**ENTRIES**
------------
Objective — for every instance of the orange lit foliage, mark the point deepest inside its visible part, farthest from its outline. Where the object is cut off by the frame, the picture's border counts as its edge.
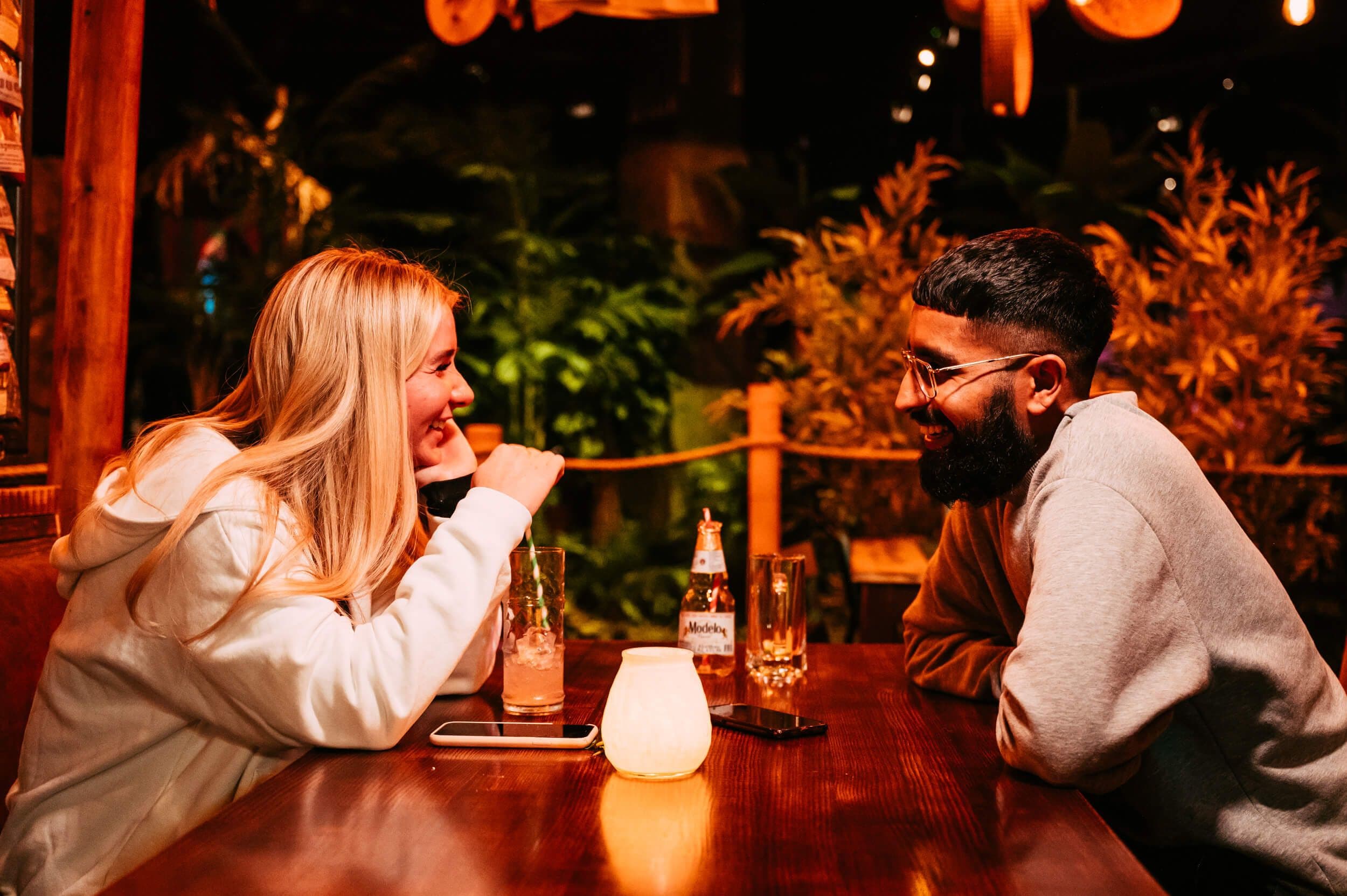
(1219, 335)
(848, 295)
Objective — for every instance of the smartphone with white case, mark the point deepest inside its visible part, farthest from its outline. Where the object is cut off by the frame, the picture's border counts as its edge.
(531, 735)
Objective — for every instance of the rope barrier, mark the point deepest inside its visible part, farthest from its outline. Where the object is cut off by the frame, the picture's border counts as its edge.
(898, 456)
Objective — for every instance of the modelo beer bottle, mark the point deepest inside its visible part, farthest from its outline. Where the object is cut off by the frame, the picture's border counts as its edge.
(706, 619)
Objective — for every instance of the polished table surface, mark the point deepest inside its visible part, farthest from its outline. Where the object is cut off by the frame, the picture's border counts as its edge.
(906, 793)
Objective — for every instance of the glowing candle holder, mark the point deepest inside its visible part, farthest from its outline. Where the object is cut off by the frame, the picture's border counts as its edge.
(656, 724)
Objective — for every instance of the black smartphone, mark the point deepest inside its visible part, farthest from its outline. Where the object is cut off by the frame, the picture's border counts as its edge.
(768, 723)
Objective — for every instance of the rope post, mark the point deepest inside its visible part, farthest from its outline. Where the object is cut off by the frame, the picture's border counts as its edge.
(484, 438)
(766, 468)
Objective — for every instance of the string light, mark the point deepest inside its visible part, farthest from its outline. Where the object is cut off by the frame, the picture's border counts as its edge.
(1297, 11)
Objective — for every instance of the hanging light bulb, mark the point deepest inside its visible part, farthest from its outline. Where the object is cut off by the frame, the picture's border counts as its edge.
(1297, 11)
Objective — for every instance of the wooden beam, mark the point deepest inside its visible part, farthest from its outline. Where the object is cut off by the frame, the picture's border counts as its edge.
(766, 469)
(93, 275)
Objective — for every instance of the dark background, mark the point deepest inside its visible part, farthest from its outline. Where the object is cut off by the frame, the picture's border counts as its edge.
(818, 80)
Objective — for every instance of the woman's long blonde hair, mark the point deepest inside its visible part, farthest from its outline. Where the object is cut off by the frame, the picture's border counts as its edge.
(321, 421)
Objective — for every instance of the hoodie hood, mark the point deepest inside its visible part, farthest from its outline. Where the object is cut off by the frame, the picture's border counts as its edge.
(149, 510)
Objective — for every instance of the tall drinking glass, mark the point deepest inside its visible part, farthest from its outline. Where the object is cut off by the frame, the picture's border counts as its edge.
(775, 649)
(532, 644)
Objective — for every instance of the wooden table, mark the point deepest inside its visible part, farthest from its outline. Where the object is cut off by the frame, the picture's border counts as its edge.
(906, 794)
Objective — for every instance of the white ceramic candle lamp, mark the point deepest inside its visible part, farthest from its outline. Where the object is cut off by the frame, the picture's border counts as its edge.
(656, 724)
------------
**TASK DETAILS**
Copy the listing over exactly, skipping the pictures it holds.

**SOLUTION**
Objective — for every instance of the orange lit foliage, mark the point deepest inside its visible part, farthest from its outline. Where the object is cut off by the frame, the picture's border counts as its edge.
(1219, 335)
(848, 295)
Objective — for every instance of the smartphone with white case, mark the point deepest inside its visible part, farthest from its outline. Where the object is cut off by the frame, the picture's border counts as its edge.
(531, 735)
Objective — for every instance of the rope barrier, mark the point deepest inside its visible part, farthest from its outline. Where the object is cut off by the frame, the picture's border counts as its edge.
(898, 456)
Objective — for every instance of the modelo beer bottle, mark the point deepest inside its visible part, farthest from its outline. Where the object is cut off by the frame, the picture's border counts as its edge.
(706, 619)
Objective — for every instance of the polished table surface, mark the point deepest inside its visible part, farthest from its outline. Where the object is cut off by the frame, the picture's border counts as its edge.
(906, 793)
Objective — for every instance of the glowing candle holder, mark the point deepest inside its visible part, farthest from its outline. Where the object is cut off by the frame, the picture's border counts as its edge.
(656, 724)
Objective — for every instance of the black smartphone, mark the point deepest inside its visible part, farthest from its outline. Where the object is cut off by the frame, the picture's border counts as its edge.
(768, 723)
Objective — for every instance of the rope post, mark the point deepest inside its visible part, farthest from its outline. Where the object is cut off by the frame, the picture's border counts as its edge.
(484, 438)
(766, 468)
Objective — for every instance of the string light, mark the point deepest inside its visible part, farthest from its outline. Where the object is cut off by the frame, the picture's border counts as its edge.
(1297, 11)
Objective — for every instance of the hanging light bulb, mark the point deepest inside its visible part, farthest from its outline. Where the object is cut off by the frame, the picture's border counts as its edge.
(1297, 11)
Objective — for every instance of the wooden beam, mark the point deepest inside its visible part, farthest from its outline. Where the object is cut off by the frame, the picture's border counts as its edge.
(766, 469)
(93, 275)
Objective — for every instance of the dark background, mark the point deepest inside its visible part, farthest from its outline. Where the object is cut off by the frame, the picture's border counts as its edge.
(818, 80)
Objective — for every instance of the woman's long blonde hair, mark the point deepest inside its visible part, farthest from its outline. Where the object is cut off by the frame, the picture's border counts as its edge.
(321, 421)
Objective — for every instance of the hoodie hood, mark the point deepest inside its visible part, farthest from its outline. Where the object is cut off by the frame, the picture's border counts as its edge.
(149, 510)
Objective — for every instance of the tall drinking glass, mark the point deepest inside its visible part, farthest from its outline. Where the object is cut off by the frame, the picture's border counts as its edge.
(775, 649)
(532, 644)
Objective — for every instance of the wooden table, mark the point deepest inside its visible part, farthest from its outline. Where the object is cut off by the frame, the picture's border counts as its edge.
(906, 794)
Objective — for every instance of the white ceramic candle lamp, mark the point deepest inside its visible part, farthest from its outline. Where the object is cut off by the frame, the picture's border counts as its edge.
(656, 724)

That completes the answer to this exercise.